*AVAILABLE RECORDS*:
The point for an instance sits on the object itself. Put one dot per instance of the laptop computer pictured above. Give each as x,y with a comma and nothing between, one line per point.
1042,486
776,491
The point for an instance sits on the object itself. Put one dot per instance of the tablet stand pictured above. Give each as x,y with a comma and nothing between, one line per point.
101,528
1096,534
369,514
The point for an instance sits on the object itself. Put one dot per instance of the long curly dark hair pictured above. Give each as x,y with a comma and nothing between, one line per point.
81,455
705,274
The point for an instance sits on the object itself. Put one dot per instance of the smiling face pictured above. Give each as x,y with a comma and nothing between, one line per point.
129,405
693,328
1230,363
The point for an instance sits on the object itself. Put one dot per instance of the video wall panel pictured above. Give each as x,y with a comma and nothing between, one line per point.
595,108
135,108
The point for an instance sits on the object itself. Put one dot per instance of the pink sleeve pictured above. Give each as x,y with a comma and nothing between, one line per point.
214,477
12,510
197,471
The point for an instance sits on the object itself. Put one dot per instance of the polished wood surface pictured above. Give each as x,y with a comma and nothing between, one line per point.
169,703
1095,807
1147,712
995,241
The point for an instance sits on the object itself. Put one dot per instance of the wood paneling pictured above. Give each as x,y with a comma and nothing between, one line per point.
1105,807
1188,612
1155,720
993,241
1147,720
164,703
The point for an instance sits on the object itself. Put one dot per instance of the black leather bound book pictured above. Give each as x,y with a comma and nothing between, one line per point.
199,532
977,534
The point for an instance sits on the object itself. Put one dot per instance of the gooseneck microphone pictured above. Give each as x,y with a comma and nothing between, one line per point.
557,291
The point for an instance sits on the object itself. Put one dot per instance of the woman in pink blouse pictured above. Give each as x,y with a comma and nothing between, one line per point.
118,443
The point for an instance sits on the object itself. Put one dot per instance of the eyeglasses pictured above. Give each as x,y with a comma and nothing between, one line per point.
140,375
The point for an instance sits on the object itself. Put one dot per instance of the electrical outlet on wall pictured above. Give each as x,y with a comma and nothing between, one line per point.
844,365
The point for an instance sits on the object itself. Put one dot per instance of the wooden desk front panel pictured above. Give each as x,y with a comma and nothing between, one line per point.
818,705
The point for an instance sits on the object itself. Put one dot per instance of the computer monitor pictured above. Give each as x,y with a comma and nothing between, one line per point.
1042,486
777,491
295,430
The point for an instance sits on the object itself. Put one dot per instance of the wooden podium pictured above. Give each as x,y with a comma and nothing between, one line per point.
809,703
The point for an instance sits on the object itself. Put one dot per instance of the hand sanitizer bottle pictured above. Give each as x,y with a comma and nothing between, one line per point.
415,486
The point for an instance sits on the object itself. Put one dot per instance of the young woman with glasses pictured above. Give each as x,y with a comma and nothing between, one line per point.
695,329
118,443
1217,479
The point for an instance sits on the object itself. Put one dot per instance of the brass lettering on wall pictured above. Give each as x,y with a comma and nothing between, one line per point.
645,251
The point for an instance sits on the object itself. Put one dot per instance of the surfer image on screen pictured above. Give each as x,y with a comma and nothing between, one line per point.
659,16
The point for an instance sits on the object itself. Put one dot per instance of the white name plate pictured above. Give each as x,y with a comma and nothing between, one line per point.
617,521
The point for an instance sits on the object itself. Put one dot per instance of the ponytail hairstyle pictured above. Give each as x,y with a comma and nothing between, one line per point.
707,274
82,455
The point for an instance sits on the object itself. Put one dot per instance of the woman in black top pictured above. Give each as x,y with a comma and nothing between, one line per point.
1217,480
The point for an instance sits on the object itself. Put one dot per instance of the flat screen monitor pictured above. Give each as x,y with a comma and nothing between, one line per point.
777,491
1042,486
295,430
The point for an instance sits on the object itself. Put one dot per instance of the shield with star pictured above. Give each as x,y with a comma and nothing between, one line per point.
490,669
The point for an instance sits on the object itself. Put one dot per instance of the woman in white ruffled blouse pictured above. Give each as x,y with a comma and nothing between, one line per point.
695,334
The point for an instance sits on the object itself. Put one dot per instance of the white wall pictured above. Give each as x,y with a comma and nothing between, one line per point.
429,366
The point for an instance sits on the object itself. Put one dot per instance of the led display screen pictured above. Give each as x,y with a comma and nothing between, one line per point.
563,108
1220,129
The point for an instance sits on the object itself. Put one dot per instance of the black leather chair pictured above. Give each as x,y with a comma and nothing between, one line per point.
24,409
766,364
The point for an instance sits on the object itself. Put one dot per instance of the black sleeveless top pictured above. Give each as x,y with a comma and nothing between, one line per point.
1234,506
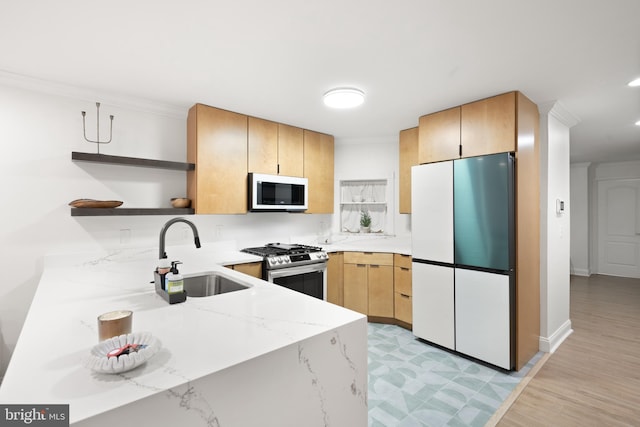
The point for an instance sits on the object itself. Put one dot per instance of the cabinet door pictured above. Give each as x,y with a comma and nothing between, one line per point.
290,150
402,280
433,304
380,279
483,327
439,136
263,146
217,143
408,145
356,294
335,278
488,126
318,169
402,307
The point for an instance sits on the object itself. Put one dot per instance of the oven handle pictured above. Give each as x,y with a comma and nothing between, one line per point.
293,271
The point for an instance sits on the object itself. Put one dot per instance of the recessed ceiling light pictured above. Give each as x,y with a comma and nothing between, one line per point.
344,97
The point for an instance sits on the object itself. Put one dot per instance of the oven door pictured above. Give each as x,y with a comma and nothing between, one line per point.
308,279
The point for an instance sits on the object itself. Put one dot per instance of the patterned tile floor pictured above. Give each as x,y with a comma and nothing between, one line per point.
412,384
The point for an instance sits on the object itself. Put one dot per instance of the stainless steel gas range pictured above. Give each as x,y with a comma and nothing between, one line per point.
301,268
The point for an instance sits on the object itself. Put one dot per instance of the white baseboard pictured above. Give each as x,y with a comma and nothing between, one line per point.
550,344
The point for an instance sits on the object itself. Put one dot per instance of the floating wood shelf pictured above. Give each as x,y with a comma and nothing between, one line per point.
130,211
131,161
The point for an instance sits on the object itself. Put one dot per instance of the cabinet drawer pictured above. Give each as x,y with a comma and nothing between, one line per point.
402,260
403,307
368,258
402,280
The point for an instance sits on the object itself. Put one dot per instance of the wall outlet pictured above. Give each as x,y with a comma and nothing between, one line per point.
125,236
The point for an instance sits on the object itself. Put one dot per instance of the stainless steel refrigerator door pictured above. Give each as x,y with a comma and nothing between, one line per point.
432,212
483,212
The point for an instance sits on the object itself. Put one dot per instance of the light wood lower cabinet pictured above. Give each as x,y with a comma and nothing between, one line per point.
253,269
356,289
335,278
380,287
403,309
368,283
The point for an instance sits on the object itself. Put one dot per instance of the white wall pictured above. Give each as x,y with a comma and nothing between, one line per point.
41,126
555,324
579,202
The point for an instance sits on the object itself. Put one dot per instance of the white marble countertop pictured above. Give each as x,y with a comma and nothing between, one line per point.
369,243
199,337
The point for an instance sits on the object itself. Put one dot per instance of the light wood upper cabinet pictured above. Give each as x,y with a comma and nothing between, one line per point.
408,145
217,144
439,136
488,126
275,148
262,146
290,150
318,169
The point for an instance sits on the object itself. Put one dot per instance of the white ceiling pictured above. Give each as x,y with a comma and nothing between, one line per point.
275,59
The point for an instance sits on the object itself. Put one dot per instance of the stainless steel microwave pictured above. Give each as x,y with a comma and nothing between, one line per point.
268,193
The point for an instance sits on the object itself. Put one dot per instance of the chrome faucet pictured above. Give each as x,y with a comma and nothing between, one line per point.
163,232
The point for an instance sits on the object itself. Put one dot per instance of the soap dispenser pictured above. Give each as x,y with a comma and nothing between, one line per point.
175,281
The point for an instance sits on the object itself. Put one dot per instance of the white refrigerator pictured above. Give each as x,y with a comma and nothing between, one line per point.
463,248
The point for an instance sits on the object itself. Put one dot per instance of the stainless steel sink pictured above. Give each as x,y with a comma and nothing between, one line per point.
213,283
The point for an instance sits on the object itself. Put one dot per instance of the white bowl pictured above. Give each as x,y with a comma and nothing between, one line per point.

*EXERCISE GOAL*: Turn all of the items above into a Markdown table with two columns: "Row," holding the row number, and "Entry," holding the line. Omit blank lines and leave the pictures out of the answer.

*EXERCISE RESULT*:
| Row | Entry |
|---|---|
| 1 | The point for an instance sits on the object itself. Put one dot per instance of the laptop computer pictured above. Give each as x,y with a comma and nothing between, one line per point. |
| 2 | 1042,486 |
| 3 | 776,491 |
| 4 | The point for an instance sits on the object itself. Put one dot per instance of the tablet stand pictured above. Give each as x,y with a comma and nothing between, one line per point. |
| 5 | 101,528 |
| 6 | 1096,534 |
| 7 | 369,514 |
| 8 | The point for an instance sits on the object itself. Put one dot per instance of the long curly dark hair pictured above. Give each as x,y with a comma and nothing between, one line per point. |
| 9 | 81,455 |
| 10 | 705,274 |
| 11 | The point for an instance sits on the object itself. Put one dot per instance of the smiling face pictured above. Give each as x,y with a comma and nothing between, one line per point. |
| 12 | 129,405 |
| 13 | 693,328 |
| 14 | 1230,363 |
| 15 | The point for an instance sits on the object itself. Put one dot per instance of the video wall panel pictured above. Give each as x,y with a comma and nothing between, one line per point. |
| 16 | 595,108 |
| 17 | 135,108 |
| 18 | The point for an instance sits on the object itself. Put one dot per instance of the pink sleeve pictured above. Give each as x,y with a comma and nothing between, one line per point. |
| 19 | 214,477 |
| 20 | 12,510 |
| 21 | 197,471 |
| 22 | The point for an instance sits on the object itself. Put one dot per instance of the polished wood surface pictured above. Give each as x,y with a comma and nothing between, one line per point. |
| 23 | 169,703 |
| 24 | 1095,807 |
| 25 | 1147,712 |
| 26 | 995,241 |
| 27 | The point for an instance sits on the object itself. Put one dot per instance of the wood paneling pictured above. Give each as x,y with a comma and nothing between, one line per point. |
| 28 | 1105,807 |
| 29 | 1188,612 |
| 30 | 1155,720 |
| 31 | 993,241 |
| 32 | 1147,720 |
| 33 | 164,703 |
| 34 | The point for an instance sits on the object itself. Put one dot per instance of the black leather bound book pictured above. Give each as x,y with a comma and nothing between, one line per point. |
| 35 | 199,532 |
| 36 | 977,534 |
| 37 | The point for an instance sits on the object itself. Put one dot per instance of the gooseneck microphone pictured above. Give each as x,y with a comma and nothing between, one line per point. |
| 38 | 557,291 |
| 39 | The point for an instance sits on the object itself. Put one dot per instance of the woman in pink blouse pictured above. Give each as x,y with a comma and nothing between, one line per point. |
| 40 | 118,443 |
| 41 | The point for an instance sits on the object itself. Put one dot per instance of the eyeglasses pictured above. Give each as x,y with a comma and nothing between, one line per point. |
| 42 | 140,375 |
| 43 | The point for an instance sits on the object itself. Put one dot per instance of the electrical outlet on wall pictured above. Give each as x,y with a comma and nothing between, one line per point. |
| 44 | 844,365 |
| 45 | The point for an instance sits on the object itself. Put one dot per instance of the wooden desk front panel pictured above. Give each as x,y with a comma and nothing between, one line per point. |
| 46 | 818,705 |
| 47 | The point for an instance sits on the object itself. Put one dot per instance of the computer monitor pictured above. Give each as x,y with a comma and nothing between, one line per point. |
| 48 | 1042,486 |
| 49 | 777,491 |
| 50 | 295,430 |
| 51 | The point for an instance sits on the object itself. Put one dot per instance of the wooden podium pictured above. Give each as x,y with a comma and nothing between, one line per point. |
| 52 | 809,703 |
| 53 | The point for an instance sits on the object itself. Put one dot per instance of the hand sanitizer bottle pictured above. Give each as x,y with a comma and nothing between, one line per point. |
| 54 | 415,486 |
| 55 | The point for an instance sits on the object itself. Put one dot per instance of the young woman with glasses pictured above. Give each as x,y with a comma and nothing between, one line per point. |
| 56 | 695,329 |
| 57 | 118,443 |
| 58 | 1217,479 |
| 59 | The point for an instance sits on the object itself. Put one dot per instance of the brass lettering on wall pictured above. Give each as x,y with a comma and nothing between, one line per point. |
| 60 | 645,251 |
| 61 | The point for an instance sits on the object itself. Put one dot per instance of the surfer image on screen pictured above. Give each as x,y with a comma and nothing between, one line per point. |
| 62 | 659,16 |
| 63 | The point for an instance sits on the object itself. Put one dot per instance of the white name plate pictured above. Give each as x,y with a comma and nothing between, one line per point. |
| 64 | 617,521 |
| 65 | The point for an instance sits on the object itself. Put one dot per instance of the ponytail hairstyle pictured above. Give each as x,y with a comma and nothing between, one line per point. |
| 66 | 707,274 |
| 67 | 82,455 |
| 68 | The point for an instance sits on the object itself. Put one dot per instance of the woman in black top pictured above. Give each as x,y with a comma and nothing between, one line per point. |
| 69 | 1217,480 |
| 70 | The point for an instance sits on the object itself. Put one dot per instance of the flat screen monitor pictured above. Give each as x,y with a comma and nothing between, one line per point. |
| 71 | 777,491 |
| 72 | 1042,486 |
| 73 | 295,430 |
| 74 | The point for an instance sits on the object itself. Put one dot per instance of the shield with star pictured above. Give each as x,y with a comma and nothing between, one line per point. |
| 75 | 490,669 |
| 76 | The point for an instance sits on the object itself. Put one dot per instance of the woman in white ruffled blouse pictured above. Give each as x,y with a comma and nothing between, one line per point. |
| 77 | 695,334 |
| 78 | The point for an instance sits on the object itself. Put one dot per instance of the white wall pictured above. Give each as x,y with a comma and nothing between, one line per point. |
| 79 | 429,366 |
| 80 | The point for an instance sits on the object itself. Put one dot per instance of the led display screen pictured above. Give each as x,y with a comma and nothing between, one line per point. |
| 81 | 563,108 |
| 82 | 1220,129 |
| 83 | The point for an instance sits on the object itself. Put one dot per instance of the black leather chair pictured above. Give each as x,y with a comma and nothing between, one line per point. |
| 84 | 24,409 |
| 85 | 766,364 |
| 86 | The point for an instance sits on the object itself. Put one dot per instance of the black sleeveless top pictured above. Give each as x,y with a comma and nothing between, one line per point. |
| 87 | 1234,506 |
| 88 | The point for an instance sits on the object itself. Put one dot per instance of the cabinet door pictured above. Give each as x,y with a comma and nothing between, one line per point. |
| 89 | 290,150 |
| 90 | 402,280 |
| 91 | 433,304 |
| 92 | 380,279 |
| 93 | 483,327 |
| 94 | 439,136 |
| 95 | 263,146 |
| 96 | 217,143 |
| 97 | 408,145 |
| 98 | 356,294 |
| 99 | 335,278 |
| 100 | 488,126 |
| 101 | 318,169 |
| 102 | 402,307 |
| 103 | The point for an instance sits on the object itself. Put one dot per instance of the oven handle pictured above. Give each as x,y with a comma and nothing between, one line per point. |
| 104 | 293,271 |
| 105 | The point for an instance sits on the object itself. Put one dot per instance of the recessed ceiling light pictured above. Give each as x,y with a comma and nothing between, one line per point. |
| 106 | 344,97 |
| 107 | The point for an instance sits on the object itself. Put one dot per instance of the oven door pictured above. Give each as x,y with a comma and nothing between, one line per point. |
| 108 | 308,279 |
| 109 | The point for an instance sits on the object itself. Put one dot per instance of the patterned tile floor pictured above. Give each as x,y with a comma and nothing between, one line per point. |
| 110 | 412,384 |
| 111 | The point for an instance sits on the object itself. Put one dot per instance of the stainless steel gas range pictured above. Give each as x,y with a comma and nothing between, one line per point. |
| 112 | 301,268 |
| 113 | The point for an instance sits on the object itself. Put one dot per instance of the white baseboard pictured above. Give each as x,y with a comma and nothing between, one line per point. |
| 114 | 550,344 |
| 115 | The point for an instance sits on the object itself. Put one dot per instance of the floating wood shelf pictured above. Give each as x,y with a comma and nothing between, one line per point. |
| 116 | 130,211 |
| 117 | 131,161 |
| 118 | The point for an instance sits on the object itself. Put one dot per instance of the cabinet drawer pictured above. Give each as x,y with a comma and nothing between, one line per point. |
| 119 | 402,260 |
| 120 | 403,307 |
| 121 | 368,258 |
| 122 | 402,280 |
| 123 | The point for an instance sits on the object itself. Put one dot per instance of the wall outlet pictured above. Give each as x,y with a comma and nothing between, one line per point. |
| 124 | 125,236 |
| 125 | The point for an instance sits on the object itself. Put one dot per instance of the stainless steel refrigerator door pictured above. Give each as x,y with a comma and nothing between, one line per point. |
| 126 | 432,212 |
| 127 | 483,212 |
| 128 | The point for an instance sits on the object itself. Put one dot per instance of the light wood lower cabinet pictured above. Give each as x,y with a comma and nothing between, one line per point. |
| 129 | 253,269 |
| 130 | 356,289 |
| 131 | 335,278 |
| 132 | 380,287 |
| 133 | 403,309 |
| 134 | 368,283 |
| 135 | The point for an instance sits on the object itself. Put one dot per instance of the white wall pictured above. Give each as x,y with a comma and nothing between, one line per point. |
| 136 | 41,126 |
| 137 | 555,324 |
| 138 | 579,202 |
| 139 | The point for an instance sits on the object itself. Put one dot per instance of the white marble countertop pictured above. Give each as x,y with a comma and nothing between, one line per point. |
| 140 | 369,243 |
| 141 | 199,337 |
| 142 | The point for an instance sits on the object itself. Put one dot per instance of the light wood upper cabinet pictured above. Give each as x,y with a comma and nothing between, one line per point. |
| 143 | 408,145 |
| 144 | 217,144 |
| 145 | 439,136 |
| 146 | 488,126 |
| 147 | 275,148 |
| 148 | 262,146 |
| 149 | 290,150 |
| 150 | 318,169 |
| 151 | The point for an instance sits on the object itself. Put one dot per instance of the white ceiling pictured above. Give each as x,y with a comma and nothing between, one line per point. |
| 152 | 275,59 |
| 153 | The point for an instance sits on the object itself. Put one dot per instance of the stainless steel microwave pictured above. Give each as x,y with a comma and nothing between, one line per point. |
| 154 | 268,193 |
| 155 | The point for an instance sits on the object itself. Put one dot per instance of the chrome faucet pictured above. Give each as x,y with a comma and nothing between, one line per point. |
| 156 | 163,232 |
| 157 | The point for an instance sits on the object itself. Put one dot per instance of the soap dispenser pictured above. Give each as x,y with a comma and nothing between, one line per point. |
| 158 | 175,281 |
| 159 | The point for an instance sits on the object itself. Put one dot per instance of the white refrigerator pictured above. Give each as x,y with a comma and nothing between, one line per point. |
| 160 | 463,248 |
| 161 | The point for an instance sits on the object itself. Put one dot per instance of the stainless steel sink pictured above. Give each as x,y with a comma and nothing between, one line per point. |
| 162 | 213,283 |
| 163 | The point for an instance sits on the object itself. Put one dot per instance of the white bowl pictured above. Give each as x,y with a comma and nothing between, one line per point. |